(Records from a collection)

-- begin --

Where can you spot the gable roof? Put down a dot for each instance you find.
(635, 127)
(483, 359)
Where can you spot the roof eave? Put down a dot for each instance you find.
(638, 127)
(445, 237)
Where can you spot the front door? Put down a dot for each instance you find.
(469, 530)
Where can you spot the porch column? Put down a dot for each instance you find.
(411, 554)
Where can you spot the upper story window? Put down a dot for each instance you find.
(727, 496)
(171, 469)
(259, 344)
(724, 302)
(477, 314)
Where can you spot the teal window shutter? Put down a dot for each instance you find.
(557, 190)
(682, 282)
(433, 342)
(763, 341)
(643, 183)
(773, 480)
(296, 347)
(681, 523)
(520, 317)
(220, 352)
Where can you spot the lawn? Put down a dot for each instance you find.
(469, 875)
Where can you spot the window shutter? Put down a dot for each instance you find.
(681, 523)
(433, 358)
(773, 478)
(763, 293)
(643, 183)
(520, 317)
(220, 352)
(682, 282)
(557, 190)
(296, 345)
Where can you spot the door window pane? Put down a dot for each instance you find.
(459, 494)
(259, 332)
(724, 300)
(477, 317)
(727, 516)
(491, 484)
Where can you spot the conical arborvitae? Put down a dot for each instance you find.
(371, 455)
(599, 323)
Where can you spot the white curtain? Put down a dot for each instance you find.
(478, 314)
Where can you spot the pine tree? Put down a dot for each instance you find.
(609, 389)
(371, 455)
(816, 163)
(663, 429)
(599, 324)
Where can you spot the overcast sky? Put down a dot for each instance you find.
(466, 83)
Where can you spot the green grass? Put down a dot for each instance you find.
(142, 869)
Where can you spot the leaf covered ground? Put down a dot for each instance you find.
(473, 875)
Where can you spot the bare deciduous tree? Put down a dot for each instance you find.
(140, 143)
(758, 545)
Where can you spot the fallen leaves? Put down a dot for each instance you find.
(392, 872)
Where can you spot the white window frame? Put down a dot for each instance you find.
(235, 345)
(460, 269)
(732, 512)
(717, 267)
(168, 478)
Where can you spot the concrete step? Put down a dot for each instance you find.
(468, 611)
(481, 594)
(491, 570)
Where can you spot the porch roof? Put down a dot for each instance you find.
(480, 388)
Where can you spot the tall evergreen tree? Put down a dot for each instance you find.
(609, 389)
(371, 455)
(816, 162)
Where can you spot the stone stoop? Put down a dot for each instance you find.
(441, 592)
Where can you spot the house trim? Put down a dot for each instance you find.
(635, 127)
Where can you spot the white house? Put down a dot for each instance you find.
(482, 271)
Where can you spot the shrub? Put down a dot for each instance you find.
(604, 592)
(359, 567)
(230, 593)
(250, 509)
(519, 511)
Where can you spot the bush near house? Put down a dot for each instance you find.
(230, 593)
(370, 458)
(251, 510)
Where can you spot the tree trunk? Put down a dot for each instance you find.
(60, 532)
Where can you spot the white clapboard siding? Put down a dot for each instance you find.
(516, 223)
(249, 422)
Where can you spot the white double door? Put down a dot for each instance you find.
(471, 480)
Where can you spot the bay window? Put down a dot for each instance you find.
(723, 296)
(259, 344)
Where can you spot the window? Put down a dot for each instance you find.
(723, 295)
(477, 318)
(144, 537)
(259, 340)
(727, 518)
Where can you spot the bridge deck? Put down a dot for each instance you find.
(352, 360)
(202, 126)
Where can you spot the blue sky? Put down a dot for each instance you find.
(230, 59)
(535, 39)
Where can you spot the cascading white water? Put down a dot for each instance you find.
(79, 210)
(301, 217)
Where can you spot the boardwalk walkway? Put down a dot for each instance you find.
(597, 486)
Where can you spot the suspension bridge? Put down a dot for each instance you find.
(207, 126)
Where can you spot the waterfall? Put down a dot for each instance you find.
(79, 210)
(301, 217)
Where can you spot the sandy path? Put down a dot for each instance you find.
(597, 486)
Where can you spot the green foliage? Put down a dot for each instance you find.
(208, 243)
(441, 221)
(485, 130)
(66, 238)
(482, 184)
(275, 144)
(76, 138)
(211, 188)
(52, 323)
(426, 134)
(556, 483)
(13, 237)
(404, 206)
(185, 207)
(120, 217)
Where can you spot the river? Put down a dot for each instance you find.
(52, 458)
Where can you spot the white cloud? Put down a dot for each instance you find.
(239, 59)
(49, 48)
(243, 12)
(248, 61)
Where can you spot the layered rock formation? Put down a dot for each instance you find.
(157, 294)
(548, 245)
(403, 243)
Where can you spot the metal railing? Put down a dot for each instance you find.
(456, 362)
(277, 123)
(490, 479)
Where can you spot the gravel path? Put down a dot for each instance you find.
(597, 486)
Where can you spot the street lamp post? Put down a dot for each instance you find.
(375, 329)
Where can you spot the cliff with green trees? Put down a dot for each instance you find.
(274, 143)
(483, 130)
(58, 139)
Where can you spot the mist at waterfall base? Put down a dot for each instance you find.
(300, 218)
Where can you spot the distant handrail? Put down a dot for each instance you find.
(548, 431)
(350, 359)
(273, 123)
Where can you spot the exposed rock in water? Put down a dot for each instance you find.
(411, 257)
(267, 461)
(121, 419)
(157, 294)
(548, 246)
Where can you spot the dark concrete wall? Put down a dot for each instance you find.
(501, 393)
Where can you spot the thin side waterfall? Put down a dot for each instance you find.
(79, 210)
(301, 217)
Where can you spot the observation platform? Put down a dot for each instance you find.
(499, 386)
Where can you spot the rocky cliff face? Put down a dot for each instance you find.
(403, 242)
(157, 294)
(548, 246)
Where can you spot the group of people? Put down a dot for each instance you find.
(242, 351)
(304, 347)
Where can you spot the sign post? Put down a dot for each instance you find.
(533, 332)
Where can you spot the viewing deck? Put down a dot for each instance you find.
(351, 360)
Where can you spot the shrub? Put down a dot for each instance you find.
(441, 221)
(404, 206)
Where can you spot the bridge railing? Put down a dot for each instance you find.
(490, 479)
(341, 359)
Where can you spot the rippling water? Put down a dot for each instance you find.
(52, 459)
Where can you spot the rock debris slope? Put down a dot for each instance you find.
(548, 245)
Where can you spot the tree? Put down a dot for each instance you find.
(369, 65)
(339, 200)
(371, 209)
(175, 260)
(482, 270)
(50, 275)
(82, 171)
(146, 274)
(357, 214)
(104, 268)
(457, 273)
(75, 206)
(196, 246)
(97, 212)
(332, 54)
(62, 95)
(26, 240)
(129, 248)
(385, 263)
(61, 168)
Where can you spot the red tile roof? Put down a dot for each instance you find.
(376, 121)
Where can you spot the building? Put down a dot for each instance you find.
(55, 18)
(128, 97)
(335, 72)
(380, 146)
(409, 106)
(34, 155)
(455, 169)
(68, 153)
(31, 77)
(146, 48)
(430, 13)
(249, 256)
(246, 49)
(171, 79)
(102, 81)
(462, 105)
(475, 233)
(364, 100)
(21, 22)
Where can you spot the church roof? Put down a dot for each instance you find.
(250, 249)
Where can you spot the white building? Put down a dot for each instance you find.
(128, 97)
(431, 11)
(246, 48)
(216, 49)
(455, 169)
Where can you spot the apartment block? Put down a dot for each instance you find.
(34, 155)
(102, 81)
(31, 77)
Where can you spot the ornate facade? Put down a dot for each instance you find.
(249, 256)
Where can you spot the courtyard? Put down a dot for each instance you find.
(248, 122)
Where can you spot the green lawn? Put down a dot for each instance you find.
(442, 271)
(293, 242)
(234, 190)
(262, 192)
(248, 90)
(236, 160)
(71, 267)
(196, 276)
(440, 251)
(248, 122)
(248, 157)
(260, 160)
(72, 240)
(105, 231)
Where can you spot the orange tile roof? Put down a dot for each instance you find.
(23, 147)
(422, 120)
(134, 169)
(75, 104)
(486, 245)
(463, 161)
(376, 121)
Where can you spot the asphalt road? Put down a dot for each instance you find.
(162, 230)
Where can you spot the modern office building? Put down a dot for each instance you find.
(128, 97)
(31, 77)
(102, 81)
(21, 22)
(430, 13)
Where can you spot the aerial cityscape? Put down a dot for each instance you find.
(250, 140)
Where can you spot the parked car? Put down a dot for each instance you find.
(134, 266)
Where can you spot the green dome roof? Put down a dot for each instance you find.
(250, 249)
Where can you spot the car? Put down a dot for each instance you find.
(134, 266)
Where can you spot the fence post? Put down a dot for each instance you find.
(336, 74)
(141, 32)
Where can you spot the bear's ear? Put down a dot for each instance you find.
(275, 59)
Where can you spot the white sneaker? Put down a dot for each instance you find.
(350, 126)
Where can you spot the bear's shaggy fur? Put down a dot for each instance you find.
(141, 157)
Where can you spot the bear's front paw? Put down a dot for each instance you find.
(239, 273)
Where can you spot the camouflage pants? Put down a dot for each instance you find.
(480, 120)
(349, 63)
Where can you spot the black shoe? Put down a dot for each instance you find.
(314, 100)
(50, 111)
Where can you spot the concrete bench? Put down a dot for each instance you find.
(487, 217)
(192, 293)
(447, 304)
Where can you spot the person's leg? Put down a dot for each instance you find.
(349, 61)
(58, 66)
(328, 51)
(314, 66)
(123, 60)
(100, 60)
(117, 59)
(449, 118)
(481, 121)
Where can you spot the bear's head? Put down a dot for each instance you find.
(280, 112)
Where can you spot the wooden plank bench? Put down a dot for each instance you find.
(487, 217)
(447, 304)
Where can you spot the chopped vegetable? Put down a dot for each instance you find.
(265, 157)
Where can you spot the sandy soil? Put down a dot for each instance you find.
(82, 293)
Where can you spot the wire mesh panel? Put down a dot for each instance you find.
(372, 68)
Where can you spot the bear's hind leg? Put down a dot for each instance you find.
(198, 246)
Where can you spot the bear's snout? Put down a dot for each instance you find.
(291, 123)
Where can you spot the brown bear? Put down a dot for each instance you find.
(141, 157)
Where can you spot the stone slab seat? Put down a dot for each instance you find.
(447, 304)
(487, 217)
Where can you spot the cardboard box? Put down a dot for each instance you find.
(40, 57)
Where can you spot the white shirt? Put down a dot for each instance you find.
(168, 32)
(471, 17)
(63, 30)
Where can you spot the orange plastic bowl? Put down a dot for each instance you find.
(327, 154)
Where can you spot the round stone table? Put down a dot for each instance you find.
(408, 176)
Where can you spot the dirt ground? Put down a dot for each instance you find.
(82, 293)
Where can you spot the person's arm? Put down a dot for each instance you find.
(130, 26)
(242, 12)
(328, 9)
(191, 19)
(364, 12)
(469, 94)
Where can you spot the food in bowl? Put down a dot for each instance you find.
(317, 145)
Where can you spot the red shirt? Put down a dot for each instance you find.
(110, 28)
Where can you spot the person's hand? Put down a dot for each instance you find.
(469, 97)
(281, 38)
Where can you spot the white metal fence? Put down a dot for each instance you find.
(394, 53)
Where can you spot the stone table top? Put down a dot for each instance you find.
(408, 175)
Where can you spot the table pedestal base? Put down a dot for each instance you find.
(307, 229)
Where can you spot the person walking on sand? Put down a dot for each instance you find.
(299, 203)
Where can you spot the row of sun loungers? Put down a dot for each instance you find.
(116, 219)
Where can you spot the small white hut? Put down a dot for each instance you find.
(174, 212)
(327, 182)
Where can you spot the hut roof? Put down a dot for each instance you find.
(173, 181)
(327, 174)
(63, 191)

-- end --

# Task directions:
Can you return, verbatim, the lines of the listing starting at the line containing "Where can you spot the food" and ending at the final line of the listing?

# Correct answer:
Where can you spot the food in bowl? Put down a dot for each instance you find.
(317, 145)
Where can you spot the red shirt? Put down a dot for each instance you find.
(110, 28)
Where can you spot the person's hand? Put down a dot for each instance you find.
(469, 97)
(281, 38)
Where can you spot the white metal fence? Put down a dot for each instance you find.
(394, 53)
Where can you spot the stone table top? Put down a dot for each instance you find.
(408, 175)
Where can you spot the table pedestal base? Put down a dot for each instance you find.
(307, 229)
Where can you spot the person walking on sand? Put down a dot for each instance you find.
(299, 203)
Where can you spot the row of sun loungers? Put down a dot for each instance you find.
(116, 219)
Where can you spot the small white hut? Put down a dot for each instance you find.
(174, 212)
(327, 182)
Where can you spot the hut roof? Put down a dot for each instance you find.
(173, 181)
(327, 174)
(63, 191)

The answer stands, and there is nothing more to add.